_What you should do:_ Report every line in the records below that holds the word "antler".

----------

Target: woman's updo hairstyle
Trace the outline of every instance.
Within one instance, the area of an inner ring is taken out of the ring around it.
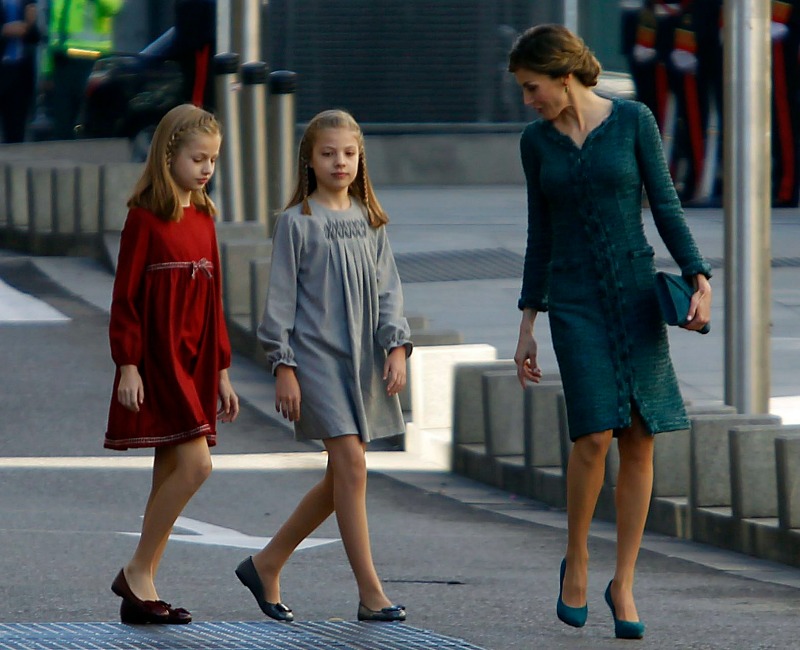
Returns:
[[[573,74],[584,86],[597,85],[600,62],[580,36],[563,25],[536,25],[523,33],[508,55],[508,71],[525,69],[557,79]]]

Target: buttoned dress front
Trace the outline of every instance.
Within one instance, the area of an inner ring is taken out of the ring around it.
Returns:
[[[297,205],[276,222],[258,328],[272,372],[295,368],[295,437],[402,433],[400,401],[382,375],[390,350],[410,350],[411,333],[386,227],[371,227],[355,197],[342,211],[309,203],[312,214]]]
[[[519,308],[548,311],[570,437],[630,426],[688,427],[655,295],[642,220],[647,191],[681,273],[710,277],[683,216],[655,119],[638,102],[611,113],[578,147],[546,120],[520,141],[528,241]]]

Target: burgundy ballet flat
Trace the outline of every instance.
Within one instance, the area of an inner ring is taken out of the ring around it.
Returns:
[[[139,598],[131,590],[123,569],[119,570],[114,582],[111,583],[111,591],[122,598],[119,617],[123,623],[139,625],[143,623],[169,622],[170,613],[166,603],[161,600],[142,600]]]

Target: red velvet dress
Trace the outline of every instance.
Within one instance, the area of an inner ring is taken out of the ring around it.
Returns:
[[[122,230],[109,325],[117,365],[104,446],[160,447],[205,436],[216,444],[219,371],[231,349],[222,312],[214,220],[195,207],[180,221],[132,208]],[[117,400],[119,367],[138,366],[138,413]]]

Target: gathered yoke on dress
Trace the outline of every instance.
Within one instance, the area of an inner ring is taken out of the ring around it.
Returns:
[[[109,325],[117,365],[105,447],[216,444],[219,371],[231,363],[214,220],[194,206],[180,221],[128,212]],[[120,366],[144,385],[139,413],[117,400]]]
[[[582,147],[546,120],[520,140],[528,241],[519,308],[549,311],[572,439],[688,427],[659,312],[642,187],[681,273],[710,277],[684,219],[650,110],[614,99]]]
[[[362,441],[404,431],[400,401],[386,394],[393,348],[411,348],[400,276],[386,228],[369,225],[355,197],[347,210],[309,200],[275,225],[269,288],[258,338],[273,373],[295,368],[298,439],[355,434]]]

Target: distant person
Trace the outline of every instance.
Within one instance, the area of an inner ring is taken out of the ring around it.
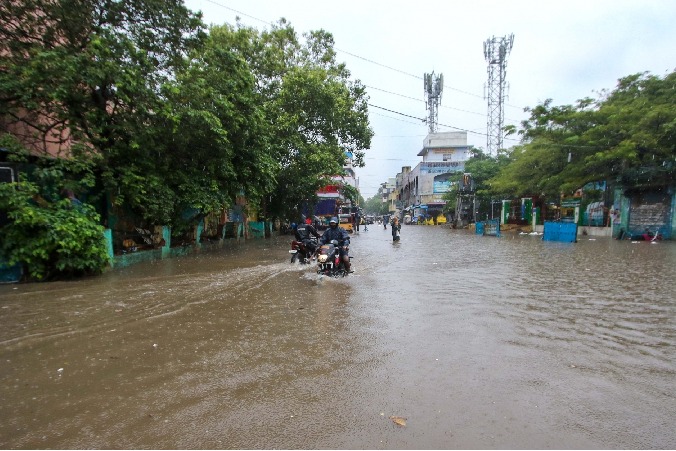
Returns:
[[[387,230],[387,223],[389,222],[389,220],[390,220],[390,216],[389,216],[389,215],[384,215],[384,216],[383,216],[383,227],[385,228],[385,230]]]
[[[80,202],[80,199],[75,197],[75,193],[71,189],[64,189],[61,194],[63,197],[66,199],[70,200],[70,204],[75,208],[76,210],[81,210],[82,209],[82,202]]]
[[[396,216],[392,219],[392,242],[396,243],[401,239],[401,224]]]
[[[357,226],[357,232],[359,232],[359,224],[361,224],[361,213],[359,213],[359,210],[354,214],[354,223]]]

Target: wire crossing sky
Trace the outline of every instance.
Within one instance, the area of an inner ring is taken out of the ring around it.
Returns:
[[[375,136],[366,167],[357,169],[368,199],[402,166],[414,167],[427,135],[423,77],[443,74],[438,131],[467,131],[486,149],[488,64],[483,44],[514,34],[506,65],[504,125],[518,126],[526,107],[547,99],[575,104],[612,90],[639,72],[665,76],[676,68],[676,1],[514,0],[187,0],[207,24],[239,17],[259,30],[285,18],[301,35],[334,36],[338,61],[369,93]],[[505,137],[503,145],[518,143]]]

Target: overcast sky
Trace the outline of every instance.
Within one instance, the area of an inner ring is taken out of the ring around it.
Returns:
[[[672,0],[186,0],[207,24],[259,30],[284,17],[301,35],[324,29],[338,61],[367,86],[375,136],[357,168],[368,199],[402,166],[415,167],[428,127],[423,75],[443,74],[439,131],[466,130],[486,149],[488,63],[484,42],[514,34],[507,57],[505,125],[518,125],[546,99],[574,104],[616,86],[621,77],[676,68],[676,1]],[[411,117],[409,117],[411,116]],[[516,141],[505,139],[505,147]]]

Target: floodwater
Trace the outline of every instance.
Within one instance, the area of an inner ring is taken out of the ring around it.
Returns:
[[[676,448],[676,243],[290,240],[0,285],[0,448]]]

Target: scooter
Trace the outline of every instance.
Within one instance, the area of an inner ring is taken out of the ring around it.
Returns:
[[[349,274],[345,269],[345,263],[340,258],[337,240],[331,240],[329,244],[320,246],[317,254],[317,274],[335,278],[345,277]]]

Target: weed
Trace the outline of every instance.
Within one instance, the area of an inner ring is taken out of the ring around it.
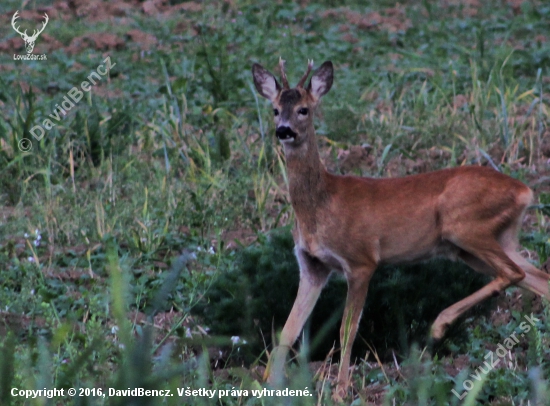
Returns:
[[[288,230],[293,216],[270,110],[251,88],[253,62],[272,69],[282,55],[293,72],[308,58],[335,63],[334,90],[316,119],[331,169],[340,167],[342,150],[369,144],[373,165],[350,171],[396,176],[483,164],[533,182],[540,203],[524,225],[525,253],[547,261],[545,2],[50,3],[0,4],[8,20],[18,9],[50,16],[35,47],[47,61],[12,60],[24,52],[22,39],[9,24],[0,27],[2,404],[211,404],[177,389],[267,389],[259,374],[297,274],[288,231],[266,237]],[[105,56],[116,63],[105,80],[36,139],[33,126]],[[19,148],[23,138],[30,150]],[[449,158],[430,158],[431,151]],[[196,259],[174,271],[190,253]],[[449,291],[464,297],[477,286],[470,271],[449,283],[450,272],[462,268],[444,267],[381,269],[373,280],[361,333],[371,347],[357,340],[354,404],[460,404],[450,389],[461,387],[488,345],[516,328],[527,305],[518,305],[512,290],[500,299],[500,312],[465,320],[462,336],[432,358],[409,351],[411,342],[422,343],[429,311],[440,310]],[[303,340],[309,346],[290,368],[292,387],[307,386],[315,396],[288,404],[331,403],[329,366],[310,371],[306,364],[332,348],[337,334],[330,326],[344,291],[337,279],[327,287],[328,310],[321,306],[311,320]],[[533,308],[548,312],[546,304]],[[212,334],[208,317],[221,320]],[[245,334],[248,345],[231,343]],[[488,374],[467,402],[545,399],[546,324],[531,334],[514,349],[515,366]],[[212,356],[219,351],[221,359]],[[244,359],[251,368],[240,369]],[[137,385],[174,396],[25,400],[10,393]],[[216,401],[281,403],[231,395]]]

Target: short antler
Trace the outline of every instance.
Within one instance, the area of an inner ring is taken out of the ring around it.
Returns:
[[[309,76],[309,73],[311,72],[312,68],[313,68],[313,59],[308,59],[306,73],[304,73],[304,76],[302,76],[302,78],[300,79],[296,87],[304,87],[304,83],[306,83],[307,77]]]
[[[290,89],[288,79],[286,78],[285,61],[281,57],[279,57],[279,70],[281,71],[281,82],[283,82],[283,89]]]

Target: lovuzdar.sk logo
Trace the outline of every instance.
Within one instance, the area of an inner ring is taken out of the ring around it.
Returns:
[[[48,21],[50,20],[48,15],[44,13],[44,22],[42,23],[42,27],[37,30],[33,30],[32,35],[28,35],[27,30],[25,30],[24,32],[21,32],[19,27],[15,25],[16,20],[18,18],[19,18],[19,10],[17,10],[13,15],[11,19],[11,26],[13,27],[16,33],[21,35],[21,38],[23,38],[23,41],[25,41],[25,50],[27,51],[27,54],[26,55],[13,54],[13,59],[14,60],[21,59],[26,61],[45,61],[47,59],[46,54],[35,55],[32,53],[32,51],[34,49],[34,44],[36,43],[36,39],[40,34],[42,34],[42,31],[44,31],[44,28],[46,28],[46,25],[48,25]]]

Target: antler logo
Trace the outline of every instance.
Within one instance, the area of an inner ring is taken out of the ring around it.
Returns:
[[[25,30],[25,32],[21,32],[21,31],[19,31],[19,28],[16,27],[16,25],[15,25],[15,20],[17,20],[19,18],[18,13],[19,13],[19,10],[17,10],[15,12],[15,14],[13,15],[13,17],[11,19],[11,25],[12,25],[13,29],[15,30],[15,32],[18,33],[19,35],[21,35],[21,38],[23,38],[23,41],[25,41],[25,48],[27,50],[27,54],[30,54],[32,52],[32,50],[34,49],[34,43],[36,42],[36,39],[42,33],[42,31],[44,31],[44,28],[46,28],[46,25],[48,24],[48,21],[50,19],[48,18],[48,15],[46,13],[44,13],[45,21],[42,23],[42,28],[40,28],[38,31],[34,30],[32,35],[29,36],[29,35],[27,35],[27,30]]]

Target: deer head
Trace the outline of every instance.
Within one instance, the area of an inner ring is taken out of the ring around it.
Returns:
[[[279,59],[281,84],[269,71],[255,63],[252,66],[254,85],[258,92],[273,104],[276,136],[285,146],[299,147],[308,138],[313,138],[313,113],[321,97],[332,86],[332,62],[327,61],[317,69],[307,86],[304,84],[313,68],[309,61],[307,70],[294,88],[290,88],[285,65]]]
[[[34,30],[32,35],[29,36],[29,35],[27,35],[27,30],[25,30],[25,32],[21,32],[21,31],[19,31],[19,28],[16,27],[15,20],[17,20],[19,18],[18,14],[19,14],[19,10],[17,10],[15,12],[15,14],[13,15],[13,17],[11,19],[11,25],[12,25],[13,29],[15,30],[15,32],[18,33],[19,35],[21,35],[21,38],[23,38],[23,41],[25,41],[25,49],[27,50],[27,54],[30,54],[32,52],[32,50],[34,49],[34,43],[36,42],[36,39],[42,33],[42,31],[44,31],[44,28],[46,28],[46,25],[48,24],[48,21],[50,19],[48,18],[48,15],[46,13],[44,13],[45,21],[42,23],[42,28],[40,28],[39,30]]]

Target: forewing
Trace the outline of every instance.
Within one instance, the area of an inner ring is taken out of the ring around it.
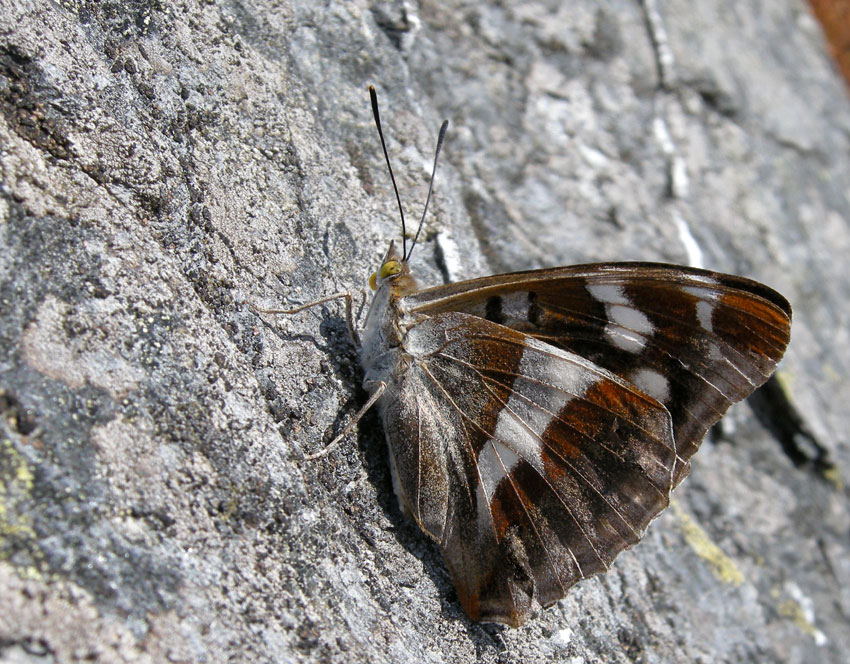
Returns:
[[[569,350],[670,411],[680,461],[708,428],[764,383],[790,339],[791,308],[749,279],[655,263],[519,272],[426,289],[411,315],[458,311]]]
[[[471,618],[522,623],[667,506],[669,413],[609,371],[458,312],[404,350],[381,402],[396,488]]]

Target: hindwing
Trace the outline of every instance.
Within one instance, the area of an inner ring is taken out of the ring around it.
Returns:
[[[396,490],[473,619],[521,624],[667,506],[676,441],[644,391],[461,312],[416,325],[404,349],[381,404]]]

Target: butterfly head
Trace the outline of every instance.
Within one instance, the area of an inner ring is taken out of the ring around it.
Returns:
[[[418,290],[416,281],[410,275],[407,260],[396,251],[395,242],[390,242],[381,267],[369,277],[369,288],[372,290],[378,290],[384,284],[399,297]]]
[[[431,169],[431,178],[428,183],[428,196],[425,199],[425,209],[422,211],[422,219],[419,222],[419,227],[416,229],[416,234],[413,236],[413,242],[410,247],[407,246],[407,229],[404,223],[404,209],[401,205],[401,197],[398,194],[398,186],[393,175],[393,167],[390,164],[390,155],[387,152],[387,144],[384,141],[384,130],[381,128],[381,115],[378,112],[378,94],[375,92],[375,87],[369,86],[369,97],[372,100],[372,115],[375,117],[375,127],[378,129],[378,137],[381,139],[381,149],[384,152],[384,158],[387,161],[387,170],[390,174],[390,182],[393,185],[396,202],[398,203],[398,212],[401,217],[401,240],[402,252],[401,256],[395,250],[395,244],[390,243],[390,248],[387,250],[384,260],[381,261],[380,269],[369,277],[369,286],[372,290],[377,291],[385,282],[392,287],[392,294],[396,297],[402,297],[408,293],[418,290],[416,281],[410,276],[410,270],[407,267],[407,261],[410,260],[410,255],[413,253],[413,247],[416,246],[416,241],[419,239],[419,233],[422,231],[422,226],[425,224],[425,217],[428,214],[428,203],[431,202],[431,192],[434,190],[434,176],[437,173],[437,160],[440,157],[440,150],[443,147],[443,140],[446,137],[446,130],[449,126],[448,120],[443,120],[440,126],[440,134],[437,138],[437,149],[434,151],[434,166]]]

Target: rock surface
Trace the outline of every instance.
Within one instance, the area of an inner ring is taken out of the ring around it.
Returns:
[[[763,281],[822,448],[737,406],[611,572],[469,622],[375,417],[302,459],[363,403],[341,306],[251,308],[398,236],[370,83],[411,219],[451,122],[423,282]],[[0,110],[7,661],[846,661],[850,105],[802,2],[0,0]]]

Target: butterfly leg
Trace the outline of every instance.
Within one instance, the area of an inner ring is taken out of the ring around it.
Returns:
[[[312,302],[308,302],[307,304],[302,304],[294,309],[260,309],[259,307],[251,306],[251,308],[256,311],[258,314],[285,314],[287,316],[291,316],[292,314],[297,314],[305,309],[309,309],[310,307],[315,307],[319,304],[324,304],[325,302],[332,302],[333,300],[339,300],[340,298],[345,298],[345,322],[348,326],[348,334],[351,337],[351,343],[354,344],[354,347],[357,350],[360,350],[360,337],[357,334],[357,330],[354,329],[354,315],[352,313],[353,307],[353,298],[351,296],[351,291],[343,291],[341,293],[334,293],[333,295],[328,295],[327,297],[320,298],[318,300],[313,300]]]
[[[357,414],[352,418],[352,420],[345,425],[345,428],[339,432],[339,435],[334,438],[331,442],[329,442],[323,449],[319,450],[315,454],[305,454],[304,459],[307,461],[312,461],[313,459],[318,459],[320,457],[325,456],[330,452],[336,445],[345,438],[348,433],[354,428],[363,416],[369,411],[369,409],[375,405],[375,402],[381,398],[381,395],[384,393],[384,390],[387,389],[387,384],[384,381],[378,381],[375,384],[375,391],[369,395],[369,400],[365,403],[363,408],[357,411]]]

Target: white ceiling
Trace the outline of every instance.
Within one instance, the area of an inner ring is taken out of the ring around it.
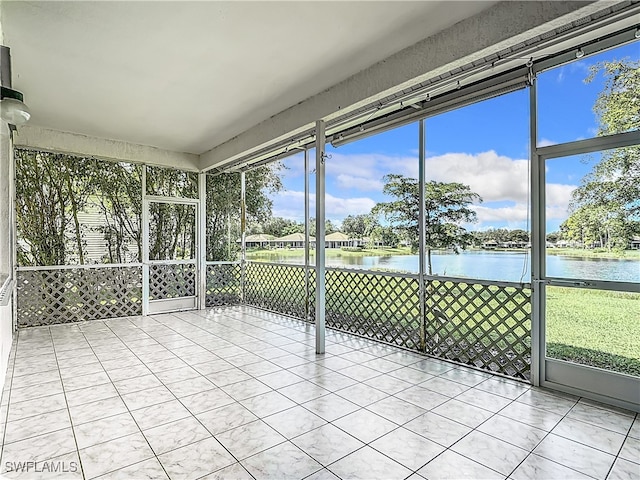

----------

_Expected answer:_
Target: short antler
Target: antler logo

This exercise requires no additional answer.